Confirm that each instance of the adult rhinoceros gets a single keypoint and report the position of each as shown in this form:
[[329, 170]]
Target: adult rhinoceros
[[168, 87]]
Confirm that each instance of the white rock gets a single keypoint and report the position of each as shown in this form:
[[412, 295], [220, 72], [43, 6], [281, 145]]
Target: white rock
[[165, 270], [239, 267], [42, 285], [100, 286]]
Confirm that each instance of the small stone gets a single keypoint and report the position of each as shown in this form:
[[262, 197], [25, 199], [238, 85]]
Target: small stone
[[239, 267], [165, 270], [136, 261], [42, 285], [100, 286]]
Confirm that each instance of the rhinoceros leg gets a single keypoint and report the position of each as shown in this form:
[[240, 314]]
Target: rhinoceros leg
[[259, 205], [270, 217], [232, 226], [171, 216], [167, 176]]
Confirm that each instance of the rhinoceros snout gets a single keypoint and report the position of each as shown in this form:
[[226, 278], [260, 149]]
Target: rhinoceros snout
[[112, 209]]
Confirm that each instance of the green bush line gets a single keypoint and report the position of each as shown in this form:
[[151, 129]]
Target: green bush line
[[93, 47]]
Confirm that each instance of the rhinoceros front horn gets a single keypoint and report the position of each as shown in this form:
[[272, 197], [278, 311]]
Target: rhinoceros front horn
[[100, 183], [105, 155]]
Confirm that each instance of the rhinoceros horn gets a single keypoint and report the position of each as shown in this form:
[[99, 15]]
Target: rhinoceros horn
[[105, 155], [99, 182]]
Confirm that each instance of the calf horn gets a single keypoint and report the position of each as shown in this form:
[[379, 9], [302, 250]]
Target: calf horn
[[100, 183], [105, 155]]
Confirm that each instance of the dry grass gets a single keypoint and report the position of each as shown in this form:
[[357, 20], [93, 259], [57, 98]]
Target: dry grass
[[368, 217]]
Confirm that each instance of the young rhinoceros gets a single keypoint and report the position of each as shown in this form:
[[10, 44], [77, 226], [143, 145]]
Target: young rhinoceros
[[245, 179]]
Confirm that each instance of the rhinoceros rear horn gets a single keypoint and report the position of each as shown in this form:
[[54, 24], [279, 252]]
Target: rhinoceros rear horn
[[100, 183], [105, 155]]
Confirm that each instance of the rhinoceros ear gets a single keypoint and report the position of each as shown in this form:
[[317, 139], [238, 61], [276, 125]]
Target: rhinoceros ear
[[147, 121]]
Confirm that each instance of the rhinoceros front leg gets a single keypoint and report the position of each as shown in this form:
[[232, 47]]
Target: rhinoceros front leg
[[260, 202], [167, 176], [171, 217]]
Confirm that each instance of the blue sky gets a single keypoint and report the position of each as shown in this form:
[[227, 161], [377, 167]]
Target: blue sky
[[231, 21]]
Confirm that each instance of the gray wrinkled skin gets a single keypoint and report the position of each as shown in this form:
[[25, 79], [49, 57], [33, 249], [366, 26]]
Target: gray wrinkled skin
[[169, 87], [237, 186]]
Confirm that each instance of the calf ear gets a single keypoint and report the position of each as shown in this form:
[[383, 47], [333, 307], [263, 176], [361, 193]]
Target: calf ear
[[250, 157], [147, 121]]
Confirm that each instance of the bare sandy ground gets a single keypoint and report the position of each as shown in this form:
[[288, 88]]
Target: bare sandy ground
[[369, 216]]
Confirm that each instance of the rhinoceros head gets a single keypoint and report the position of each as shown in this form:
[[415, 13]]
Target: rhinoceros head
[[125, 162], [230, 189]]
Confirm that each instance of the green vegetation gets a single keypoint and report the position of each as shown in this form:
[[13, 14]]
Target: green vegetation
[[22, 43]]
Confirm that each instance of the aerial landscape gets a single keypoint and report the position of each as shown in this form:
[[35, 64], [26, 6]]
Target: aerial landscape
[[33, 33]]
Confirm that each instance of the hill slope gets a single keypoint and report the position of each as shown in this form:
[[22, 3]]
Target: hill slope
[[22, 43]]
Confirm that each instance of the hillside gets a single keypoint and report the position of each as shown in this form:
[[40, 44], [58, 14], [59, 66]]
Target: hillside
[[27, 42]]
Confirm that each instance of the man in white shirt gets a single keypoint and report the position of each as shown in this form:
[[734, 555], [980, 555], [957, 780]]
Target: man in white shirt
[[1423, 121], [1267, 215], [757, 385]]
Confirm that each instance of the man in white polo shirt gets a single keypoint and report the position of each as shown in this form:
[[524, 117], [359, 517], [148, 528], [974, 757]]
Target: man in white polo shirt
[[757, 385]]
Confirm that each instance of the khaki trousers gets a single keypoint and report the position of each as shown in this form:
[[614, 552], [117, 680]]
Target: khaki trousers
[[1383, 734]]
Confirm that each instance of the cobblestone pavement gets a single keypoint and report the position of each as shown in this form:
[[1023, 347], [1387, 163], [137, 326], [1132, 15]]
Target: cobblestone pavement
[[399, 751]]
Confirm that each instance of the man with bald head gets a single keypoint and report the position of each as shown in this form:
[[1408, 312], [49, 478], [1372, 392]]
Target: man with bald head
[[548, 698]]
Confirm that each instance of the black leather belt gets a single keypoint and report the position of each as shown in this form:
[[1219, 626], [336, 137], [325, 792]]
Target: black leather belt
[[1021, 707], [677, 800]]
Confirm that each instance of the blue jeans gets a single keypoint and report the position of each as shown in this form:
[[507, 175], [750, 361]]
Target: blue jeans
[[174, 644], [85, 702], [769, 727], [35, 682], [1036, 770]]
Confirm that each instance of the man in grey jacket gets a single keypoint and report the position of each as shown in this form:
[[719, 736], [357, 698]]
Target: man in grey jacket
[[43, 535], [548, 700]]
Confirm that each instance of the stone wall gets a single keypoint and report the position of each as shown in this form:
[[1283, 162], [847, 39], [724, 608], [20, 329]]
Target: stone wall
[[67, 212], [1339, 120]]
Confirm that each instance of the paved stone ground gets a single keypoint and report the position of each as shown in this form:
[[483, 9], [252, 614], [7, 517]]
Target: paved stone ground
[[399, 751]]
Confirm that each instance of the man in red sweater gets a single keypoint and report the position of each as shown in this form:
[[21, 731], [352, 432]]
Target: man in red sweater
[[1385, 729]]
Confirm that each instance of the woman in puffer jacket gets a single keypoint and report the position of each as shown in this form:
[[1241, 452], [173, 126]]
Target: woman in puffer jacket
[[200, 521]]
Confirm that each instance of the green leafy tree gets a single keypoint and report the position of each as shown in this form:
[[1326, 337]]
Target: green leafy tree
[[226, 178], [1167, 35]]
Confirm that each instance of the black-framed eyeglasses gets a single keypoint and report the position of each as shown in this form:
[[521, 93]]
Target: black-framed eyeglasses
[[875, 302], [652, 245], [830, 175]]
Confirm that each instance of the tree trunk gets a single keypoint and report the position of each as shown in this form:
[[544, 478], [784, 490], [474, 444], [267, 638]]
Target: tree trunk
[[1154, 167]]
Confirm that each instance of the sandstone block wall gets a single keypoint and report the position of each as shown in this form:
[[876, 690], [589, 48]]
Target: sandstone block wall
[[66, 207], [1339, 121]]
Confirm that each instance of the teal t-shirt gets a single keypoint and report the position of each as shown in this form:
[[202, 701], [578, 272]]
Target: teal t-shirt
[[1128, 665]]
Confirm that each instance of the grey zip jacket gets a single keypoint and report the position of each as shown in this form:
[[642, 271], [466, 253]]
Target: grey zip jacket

=======

• **Problem details**
Copy, exactly as written, the lines above, beginning with the one that contains "[[202, 701], [578, 272]]" and ending with the last.

• **Solution to the problem**
[[202, 701], [578, 272]]
Target: teal t-shirt
[[1128, 665]]
Confirm that each instance of the grey zip jacket gets a single keypoint and report the position of each as shown in this form:
[[642, 271], [466, 253]]
Target: grey zip jacket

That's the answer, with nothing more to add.